→ **Listed entries**
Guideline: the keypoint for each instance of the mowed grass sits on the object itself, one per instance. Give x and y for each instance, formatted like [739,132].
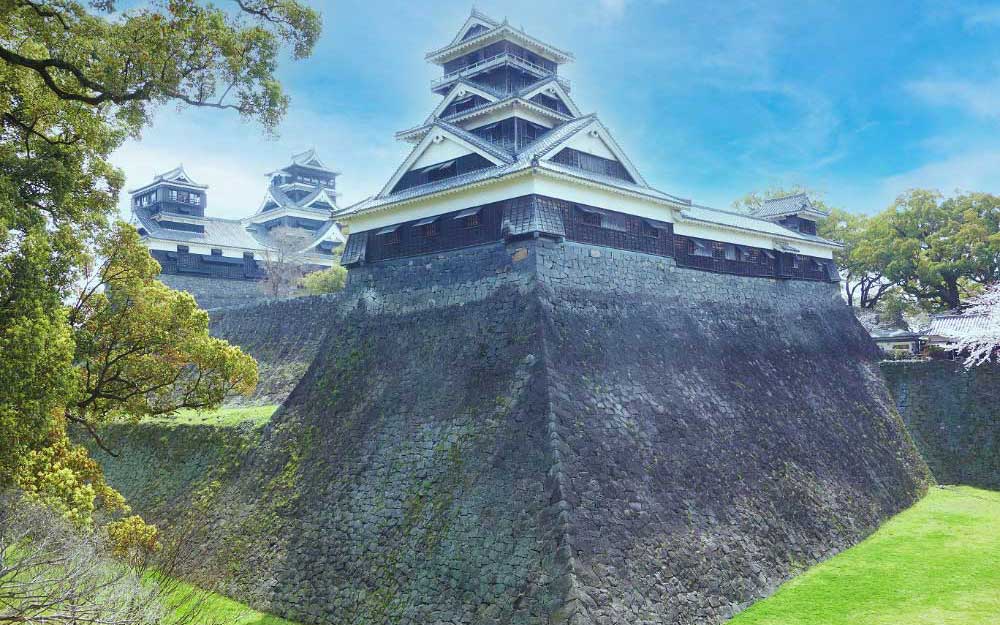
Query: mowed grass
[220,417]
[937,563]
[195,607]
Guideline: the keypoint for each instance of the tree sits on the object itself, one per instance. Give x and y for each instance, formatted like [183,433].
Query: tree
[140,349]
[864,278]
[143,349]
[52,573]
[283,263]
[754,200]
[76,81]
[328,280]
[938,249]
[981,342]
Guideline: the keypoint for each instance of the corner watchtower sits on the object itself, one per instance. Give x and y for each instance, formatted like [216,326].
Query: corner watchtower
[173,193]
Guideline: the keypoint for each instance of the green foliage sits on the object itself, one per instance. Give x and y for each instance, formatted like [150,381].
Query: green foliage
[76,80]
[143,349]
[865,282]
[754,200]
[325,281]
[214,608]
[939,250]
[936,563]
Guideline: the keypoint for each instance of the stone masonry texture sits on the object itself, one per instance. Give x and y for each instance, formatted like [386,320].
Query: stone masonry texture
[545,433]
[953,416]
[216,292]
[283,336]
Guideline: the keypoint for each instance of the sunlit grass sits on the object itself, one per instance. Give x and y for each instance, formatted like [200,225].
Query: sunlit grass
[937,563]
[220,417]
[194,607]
==
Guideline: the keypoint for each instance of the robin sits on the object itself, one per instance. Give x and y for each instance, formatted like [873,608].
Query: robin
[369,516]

→ **Objective**
How many lines of the material above contain the string "tree"? Give only the number.

→ **Solution**
2